__Extract to read__.
Argentina's stock market finally posted a solid rally on Tuesday after a week of sickening swoons. But ripples from the country's economic crisis will continue washing up on other regional economies even well after its presidential election in October.

And a change of guards might not do much to restore confidence in a nation that has $3 billion in refinancing needs and an economy that is expected to contract for the next year and a half.

Even as Argentine Economy Minister Roque Fernandez told local press that Monday's 8.7% plunge in the benchmark MerVal stock index "did not reflect the real economic situation, which is solid," traders in Brazil were biting their fingernails over the prospect of more trouble for a region already hammered by devaluations.

Argentina's Swooning Stocks
MerVal from June 1 through July 12
Source: Baseline.

At one point today, Brazil's benchmark Bovespa fell more than 1% (although it later recovered) as traders scrambled over each other to take money out of the country.

"The political rhetoric, as well as the country's financing needs of $3 billion this year, will continue to sway the market until the elections are over," said Upender Rao, Latin American corporate strategist for Conseco Capital Management.

Particularly troubling to international investors: concern that the continued erosion of President Carlos Menem's power will postpone much-needed economic reforms

The reforms include legislation to limit government debt levels and create transparency of budgeting, reduction of provincial taxes, deregulation of telecommunications and other key industries and restructuring of union-industry negotiation practices.

[Referring expression data based on photos]
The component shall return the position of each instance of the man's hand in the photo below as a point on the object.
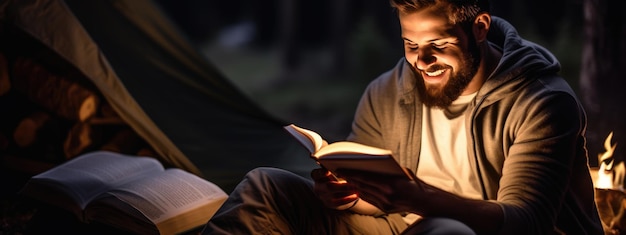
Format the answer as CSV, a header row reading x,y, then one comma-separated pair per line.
x,y
390,193
334,193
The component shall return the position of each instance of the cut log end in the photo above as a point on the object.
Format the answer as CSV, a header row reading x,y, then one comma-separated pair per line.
x,y
88,108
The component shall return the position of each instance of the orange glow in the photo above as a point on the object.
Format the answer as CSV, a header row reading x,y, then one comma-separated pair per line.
x,y
610,176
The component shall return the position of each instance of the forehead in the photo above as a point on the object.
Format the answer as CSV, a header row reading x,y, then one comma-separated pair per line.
x,y
427,25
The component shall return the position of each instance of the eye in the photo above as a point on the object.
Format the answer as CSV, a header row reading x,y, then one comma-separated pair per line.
x,y
411,46
440,46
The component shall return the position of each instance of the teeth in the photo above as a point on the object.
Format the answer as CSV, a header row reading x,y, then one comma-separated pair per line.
x,y
435,73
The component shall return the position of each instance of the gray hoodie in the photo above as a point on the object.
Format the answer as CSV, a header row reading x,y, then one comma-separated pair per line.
x,y
526,139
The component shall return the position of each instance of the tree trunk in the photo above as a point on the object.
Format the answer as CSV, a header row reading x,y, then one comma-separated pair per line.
x,y
602,82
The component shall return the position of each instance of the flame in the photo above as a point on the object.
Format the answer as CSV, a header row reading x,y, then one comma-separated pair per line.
x,y
610,176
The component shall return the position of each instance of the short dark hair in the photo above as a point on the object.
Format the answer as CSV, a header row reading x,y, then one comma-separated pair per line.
x,y
460,11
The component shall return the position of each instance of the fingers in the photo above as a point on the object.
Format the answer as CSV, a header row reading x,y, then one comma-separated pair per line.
x,y
321,175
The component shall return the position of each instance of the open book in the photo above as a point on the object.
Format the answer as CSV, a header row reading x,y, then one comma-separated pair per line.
x,y
128,192
348,155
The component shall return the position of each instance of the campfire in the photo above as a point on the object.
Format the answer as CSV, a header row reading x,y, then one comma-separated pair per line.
x,y
610,196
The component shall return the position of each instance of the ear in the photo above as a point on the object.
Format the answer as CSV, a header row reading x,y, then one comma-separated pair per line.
x,y
481,25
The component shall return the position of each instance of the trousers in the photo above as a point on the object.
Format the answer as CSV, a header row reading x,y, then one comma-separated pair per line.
x,y
276,201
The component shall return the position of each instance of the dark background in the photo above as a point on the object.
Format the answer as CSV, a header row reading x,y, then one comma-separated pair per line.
x,y
307,62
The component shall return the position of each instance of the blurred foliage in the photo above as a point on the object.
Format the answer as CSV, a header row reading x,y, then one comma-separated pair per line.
x,y
312,91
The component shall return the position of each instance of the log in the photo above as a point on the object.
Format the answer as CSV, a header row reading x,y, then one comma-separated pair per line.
x,y
56,93
27,130
79,138
5,81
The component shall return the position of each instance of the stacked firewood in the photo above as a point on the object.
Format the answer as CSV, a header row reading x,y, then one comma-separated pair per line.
x,y
50,115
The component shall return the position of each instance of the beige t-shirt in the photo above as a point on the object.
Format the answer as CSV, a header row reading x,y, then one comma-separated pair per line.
x,y
444,160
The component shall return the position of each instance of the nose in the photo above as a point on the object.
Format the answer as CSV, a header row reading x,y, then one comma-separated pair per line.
x,y
424,58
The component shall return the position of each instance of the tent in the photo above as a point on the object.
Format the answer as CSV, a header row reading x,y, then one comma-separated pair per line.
x,y
156,82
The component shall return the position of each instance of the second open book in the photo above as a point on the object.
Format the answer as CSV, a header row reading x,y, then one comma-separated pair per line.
x,y
348,155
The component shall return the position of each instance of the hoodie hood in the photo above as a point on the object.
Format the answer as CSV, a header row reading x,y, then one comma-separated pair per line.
x,y
521,60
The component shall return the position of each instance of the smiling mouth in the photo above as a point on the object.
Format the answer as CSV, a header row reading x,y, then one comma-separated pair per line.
x,y
435,73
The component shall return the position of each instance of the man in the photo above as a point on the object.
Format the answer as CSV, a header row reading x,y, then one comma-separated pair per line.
x,y
493,134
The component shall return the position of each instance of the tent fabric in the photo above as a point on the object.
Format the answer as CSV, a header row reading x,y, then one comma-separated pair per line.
x,y
167,91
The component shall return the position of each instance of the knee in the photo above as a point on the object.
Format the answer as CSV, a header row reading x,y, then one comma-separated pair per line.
x,y
271,176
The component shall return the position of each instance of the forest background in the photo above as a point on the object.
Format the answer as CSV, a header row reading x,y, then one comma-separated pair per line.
x,y
308,62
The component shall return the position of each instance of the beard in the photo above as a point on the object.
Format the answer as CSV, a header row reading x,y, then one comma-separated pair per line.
x,y
443,96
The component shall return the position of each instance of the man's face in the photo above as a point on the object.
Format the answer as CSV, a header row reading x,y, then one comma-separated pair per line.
x,y
442,56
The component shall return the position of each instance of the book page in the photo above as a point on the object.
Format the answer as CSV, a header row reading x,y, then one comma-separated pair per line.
x,y
162,196
310,139
88,175
352,148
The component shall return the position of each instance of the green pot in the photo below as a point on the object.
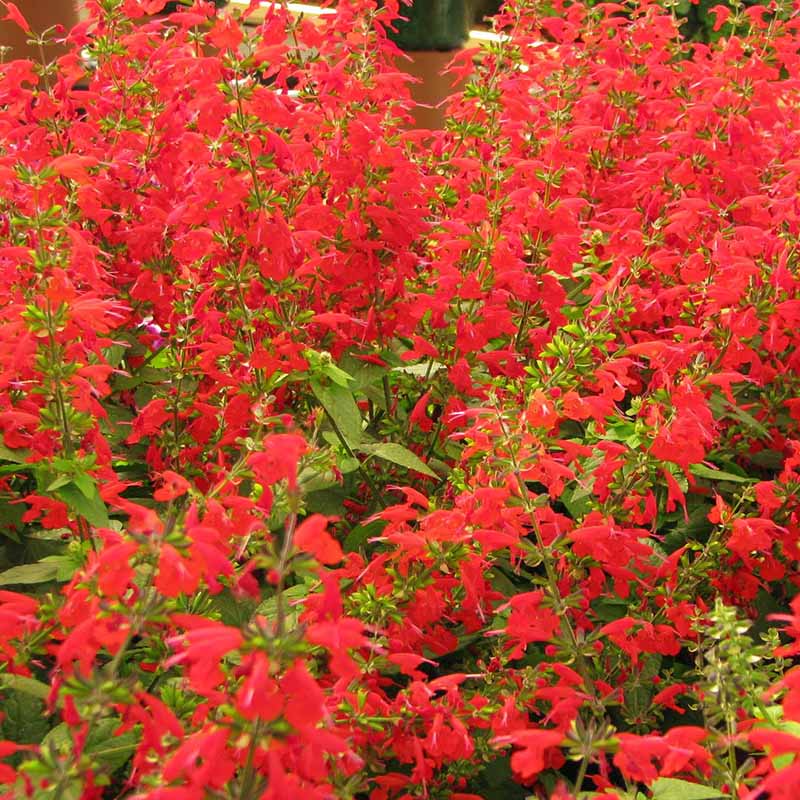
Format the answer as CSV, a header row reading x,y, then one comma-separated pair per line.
x,y
433,25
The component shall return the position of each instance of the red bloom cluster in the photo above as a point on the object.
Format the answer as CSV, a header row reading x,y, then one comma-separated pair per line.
x,y
338,458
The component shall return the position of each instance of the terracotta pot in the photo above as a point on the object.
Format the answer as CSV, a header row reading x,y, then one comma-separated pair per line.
x,y
41,15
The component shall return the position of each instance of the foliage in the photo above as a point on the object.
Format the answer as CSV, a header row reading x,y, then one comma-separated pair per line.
x,y
344,460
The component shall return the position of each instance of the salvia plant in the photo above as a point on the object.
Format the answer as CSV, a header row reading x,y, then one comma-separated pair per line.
x,y
340,459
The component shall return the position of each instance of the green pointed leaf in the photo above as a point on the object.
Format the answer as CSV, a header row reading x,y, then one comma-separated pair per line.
x,y
15,456
397,454
702,471
40,572
675,789
420,370
92,509
340,406
21,683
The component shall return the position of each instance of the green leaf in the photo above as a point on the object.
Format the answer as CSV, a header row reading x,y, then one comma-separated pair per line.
x,y
15,456
66,565
421,370
269,607
24,717
102,744
340,406
675,789
397,454
40,572
21,683
702,471
358,537
92,509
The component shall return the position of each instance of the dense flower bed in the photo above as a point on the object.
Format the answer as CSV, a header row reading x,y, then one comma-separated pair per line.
x,y
344,460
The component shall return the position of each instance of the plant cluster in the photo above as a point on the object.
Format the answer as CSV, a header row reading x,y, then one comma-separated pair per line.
x,y
345,460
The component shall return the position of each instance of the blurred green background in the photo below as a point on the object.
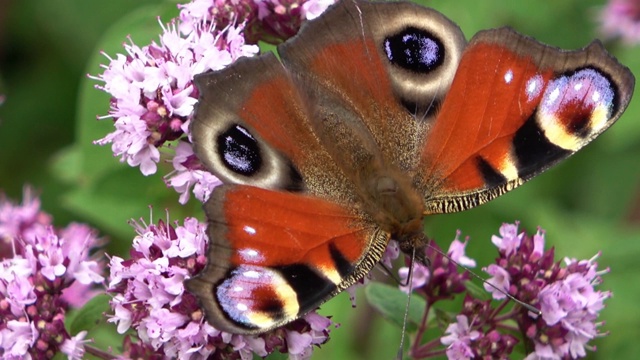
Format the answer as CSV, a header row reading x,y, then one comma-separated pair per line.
x,y
590,203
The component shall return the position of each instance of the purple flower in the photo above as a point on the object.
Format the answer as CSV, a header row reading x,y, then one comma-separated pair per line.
x,y
500,281
48,265
459,339
457,251
149,297
509,239
74,346
152,87
441,279
621,18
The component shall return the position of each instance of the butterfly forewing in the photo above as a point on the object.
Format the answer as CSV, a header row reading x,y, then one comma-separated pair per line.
x,y
516,107
374,117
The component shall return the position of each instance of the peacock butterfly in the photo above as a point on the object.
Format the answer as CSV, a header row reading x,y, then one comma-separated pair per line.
x,y
374,116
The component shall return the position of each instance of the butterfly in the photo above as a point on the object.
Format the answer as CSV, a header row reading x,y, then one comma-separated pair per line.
x,y
374,116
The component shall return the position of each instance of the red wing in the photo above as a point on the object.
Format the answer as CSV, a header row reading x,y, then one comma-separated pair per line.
x,y
277,255
515,108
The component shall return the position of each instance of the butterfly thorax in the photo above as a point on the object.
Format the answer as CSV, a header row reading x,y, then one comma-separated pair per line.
x,y
396,208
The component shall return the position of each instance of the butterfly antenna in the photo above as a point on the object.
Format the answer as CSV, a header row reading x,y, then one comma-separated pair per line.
x,y
408,305
511,297
390,274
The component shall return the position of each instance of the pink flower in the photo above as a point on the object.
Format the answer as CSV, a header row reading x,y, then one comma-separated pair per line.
x,y
74,346
459,339
500,279
149,296
509,239
621,18
35,281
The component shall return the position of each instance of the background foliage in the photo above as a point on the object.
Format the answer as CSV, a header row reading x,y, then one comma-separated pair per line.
x,y
590,203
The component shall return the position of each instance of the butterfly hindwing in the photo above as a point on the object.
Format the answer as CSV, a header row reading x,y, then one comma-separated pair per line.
x,y
276,255
376,114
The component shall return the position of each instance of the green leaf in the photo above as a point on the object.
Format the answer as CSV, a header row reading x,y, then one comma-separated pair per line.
x,y
391,302
89,316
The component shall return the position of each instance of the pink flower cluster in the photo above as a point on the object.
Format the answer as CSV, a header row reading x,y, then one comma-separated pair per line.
x,y
152,88
621,18
565,296
149,297
43,272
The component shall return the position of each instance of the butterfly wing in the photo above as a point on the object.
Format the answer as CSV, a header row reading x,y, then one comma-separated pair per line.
x,y
285,233
516,107
363,92
276,255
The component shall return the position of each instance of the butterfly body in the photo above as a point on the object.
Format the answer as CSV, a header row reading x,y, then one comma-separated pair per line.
x,y
375,115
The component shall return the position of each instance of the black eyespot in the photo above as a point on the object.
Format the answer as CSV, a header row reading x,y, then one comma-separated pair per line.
x,y
239,151
414,49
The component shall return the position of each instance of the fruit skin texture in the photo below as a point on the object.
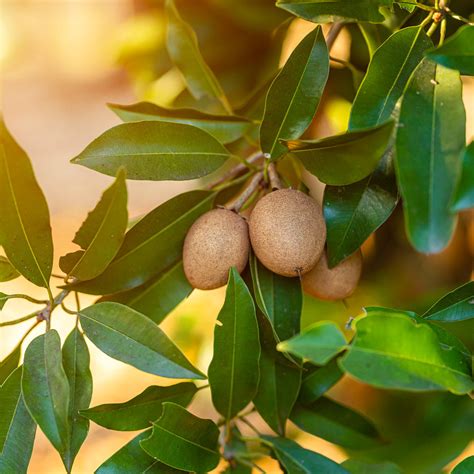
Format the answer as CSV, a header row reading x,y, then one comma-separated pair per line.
x,y
288,232
217,241
333,283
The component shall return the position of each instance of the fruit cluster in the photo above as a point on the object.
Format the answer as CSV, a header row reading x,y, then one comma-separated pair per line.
x,y
287,233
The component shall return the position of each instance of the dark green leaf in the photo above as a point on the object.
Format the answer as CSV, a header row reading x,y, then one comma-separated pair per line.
x,y
139,412
131,459
317,343
7,272
323,11
128,336
346,158
387,75
17,428
429,142
278,389
233,372
25,230
394,350
101,234
154,151
46,390
183,441
152,245
318,381
457,52
76,365
336,423
224,128
184,51
464,195
159,296
457,305
295,94
297,460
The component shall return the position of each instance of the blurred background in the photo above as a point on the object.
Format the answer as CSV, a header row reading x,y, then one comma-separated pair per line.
x,y
61,61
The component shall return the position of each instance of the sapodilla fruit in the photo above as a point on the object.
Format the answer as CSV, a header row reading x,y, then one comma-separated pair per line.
x,y
217,241
334,283
287,232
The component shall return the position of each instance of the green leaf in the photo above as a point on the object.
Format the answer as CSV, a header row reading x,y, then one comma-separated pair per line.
x,y
387,75
46,390
319,381
297,460
131,459
17,428
183,441
279,298
464,195
458,305
394,350
157,298
346,158
278,389
152,245
7,272
101,234
139,412
317,343
25,230
323,11
154,151
184,51
128,336
224,128
457,52
353,212
76,366
233,372
429,141
336,423
295,94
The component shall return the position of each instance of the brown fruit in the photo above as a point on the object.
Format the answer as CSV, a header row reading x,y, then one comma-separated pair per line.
x,y
333,283
287,232
217,241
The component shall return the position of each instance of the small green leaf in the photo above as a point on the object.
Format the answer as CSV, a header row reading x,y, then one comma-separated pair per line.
x,y
346,158
46,390
429,142
395,350
131,459
139,412
76,366
458,305
158,297
7,272
17,428
295,94
184,51
336,423
183,441
233,372
25,230
101,234
323,11
128,336
318,343
154,151
457,52
297,460
152,245
224,128
464,194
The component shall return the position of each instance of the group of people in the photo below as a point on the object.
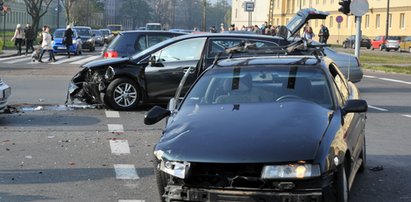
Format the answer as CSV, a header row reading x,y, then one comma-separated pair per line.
x,y
323,34
27,35
267,29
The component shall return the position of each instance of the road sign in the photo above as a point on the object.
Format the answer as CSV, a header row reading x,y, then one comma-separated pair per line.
x,y
339,19
359,7
249,6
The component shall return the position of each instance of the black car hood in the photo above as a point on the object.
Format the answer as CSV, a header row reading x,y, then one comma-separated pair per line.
x,y
103,63
248,133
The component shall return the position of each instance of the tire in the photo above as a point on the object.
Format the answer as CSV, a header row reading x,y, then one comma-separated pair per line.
x,y
341,183
363,156
122,94
161,180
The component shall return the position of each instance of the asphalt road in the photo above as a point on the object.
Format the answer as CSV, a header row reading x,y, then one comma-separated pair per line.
x,y
51,153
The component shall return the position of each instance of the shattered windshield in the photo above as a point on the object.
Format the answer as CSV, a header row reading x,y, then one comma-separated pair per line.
x,y
261,84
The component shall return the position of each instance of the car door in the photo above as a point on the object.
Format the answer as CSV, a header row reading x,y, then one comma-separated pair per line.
x,y
353,123
168,66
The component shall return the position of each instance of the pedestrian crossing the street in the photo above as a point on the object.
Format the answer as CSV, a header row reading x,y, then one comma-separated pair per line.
x,y
61,59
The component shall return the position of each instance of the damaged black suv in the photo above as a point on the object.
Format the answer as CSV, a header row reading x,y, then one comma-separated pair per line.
x,y
268,128
152,76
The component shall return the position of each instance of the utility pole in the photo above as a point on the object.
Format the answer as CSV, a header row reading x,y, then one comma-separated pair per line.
x,y
388,19
203,23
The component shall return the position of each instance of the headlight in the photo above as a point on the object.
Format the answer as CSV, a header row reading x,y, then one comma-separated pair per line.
x,y
176,169
291,171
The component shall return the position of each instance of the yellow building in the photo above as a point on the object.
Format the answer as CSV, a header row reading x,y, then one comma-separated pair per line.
x,y
373,22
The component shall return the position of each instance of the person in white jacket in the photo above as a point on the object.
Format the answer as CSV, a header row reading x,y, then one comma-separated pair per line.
x,y
18,38
46,44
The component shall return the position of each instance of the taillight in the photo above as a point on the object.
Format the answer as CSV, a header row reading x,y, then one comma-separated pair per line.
x,y
111,54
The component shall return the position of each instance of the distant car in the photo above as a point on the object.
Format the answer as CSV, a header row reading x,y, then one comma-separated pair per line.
x,y
350,42
392,43
59,47
128,43
405,44
98,36
108,36
5,92
86,36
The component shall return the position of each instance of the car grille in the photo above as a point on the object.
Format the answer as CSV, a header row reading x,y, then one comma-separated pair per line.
x,y
243,176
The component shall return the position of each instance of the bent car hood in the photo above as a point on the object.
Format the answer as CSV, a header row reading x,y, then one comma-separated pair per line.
x,y
103,63
248,133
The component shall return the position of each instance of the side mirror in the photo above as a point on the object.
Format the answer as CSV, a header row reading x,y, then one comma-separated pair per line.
x,y
355,106
153,60
155,115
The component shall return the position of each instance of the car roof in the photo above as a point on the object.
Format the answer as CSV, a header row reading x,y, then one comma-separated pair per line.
x,y
270,60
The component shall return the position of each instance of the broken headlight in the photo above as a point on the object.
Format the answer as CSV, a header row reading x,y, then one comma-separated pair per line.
x,y
290,171
176,169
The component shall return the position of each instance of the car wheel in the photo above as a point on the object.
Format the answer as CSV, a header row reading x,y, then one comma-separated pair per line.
x,y
123,94
363,157
341,184
161,180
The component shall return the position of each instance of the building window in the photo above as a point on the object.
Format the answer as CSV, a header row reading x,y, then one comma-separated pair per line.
x,y
331,21
367,21
377,21
402,20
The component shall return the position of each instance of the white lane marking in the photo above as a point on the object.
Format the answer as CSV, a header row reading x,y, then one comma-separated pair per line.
x,y
79,62
125,172
396,81
119,147
407,115
12,58
377,108
74,58
115,128
112,114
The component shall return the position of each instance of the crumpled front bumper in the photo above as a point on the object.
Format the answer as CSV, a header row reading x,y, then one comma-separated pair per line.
x,y
180,193
84,91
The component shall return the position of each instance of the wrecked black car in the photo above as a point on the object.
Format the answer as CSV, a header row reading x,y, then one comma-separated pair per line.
x,y
152,76
286,128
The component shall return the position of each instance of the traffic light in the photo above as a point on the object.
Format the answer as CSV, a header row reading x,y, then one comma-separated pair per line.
x,y
345,6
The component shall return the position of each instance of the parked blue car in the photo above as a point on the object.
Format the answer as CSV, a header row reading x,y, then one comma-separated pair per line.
x,y
59,47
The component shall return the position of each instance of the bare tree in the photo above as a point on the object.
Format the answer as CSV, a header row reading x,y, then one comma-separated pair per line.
x,y
68,6
37,9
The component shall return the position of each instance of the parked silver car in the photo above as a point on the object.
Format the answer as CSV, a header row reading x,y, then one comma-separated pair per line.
x,y
5,92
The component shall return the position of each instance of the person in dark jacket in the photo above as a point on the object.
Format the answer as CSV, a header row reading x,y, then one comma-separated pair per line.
x,y
68,39
29,33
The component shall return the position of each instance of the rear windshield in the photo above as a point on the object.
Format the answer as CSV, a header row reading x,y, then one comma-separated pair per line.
x,y
261,84
131,43
97,33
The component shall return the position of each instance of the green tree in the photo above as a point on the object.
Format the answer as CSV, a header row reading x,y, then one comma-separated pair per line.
x,y
138,11
37,9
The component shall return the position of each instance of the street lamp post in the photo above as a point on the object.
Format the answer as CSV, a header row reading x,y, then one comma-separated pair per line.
x,y
387,20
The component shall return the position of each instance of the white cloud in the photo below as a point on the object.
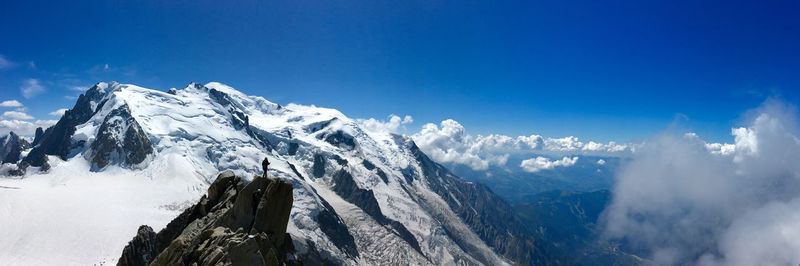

__Required action 1__. Transcribe the article on Argentina's stock market from "Even as Argentine" up to and including "hammered by devaluations.".
__Required action 2__. According to the article on Argentina's stock market, by what percentage did the benchmark MerVal stock index plunge on Monday?
The material is separate from the article on Argentina's stock market.

__Exercise solution 1__.
Even as Argentine Economy Minister Roque Fernandez told local press that Monday's 8.7% plunge in the benchmark MerVal stock index "did not reflect the real economic situation, which is solid," traders in Brazil were biting their fingernails over the prospect of more trouble for a region already hammered by devaluations.

__Exercise solution 2__. 8.7%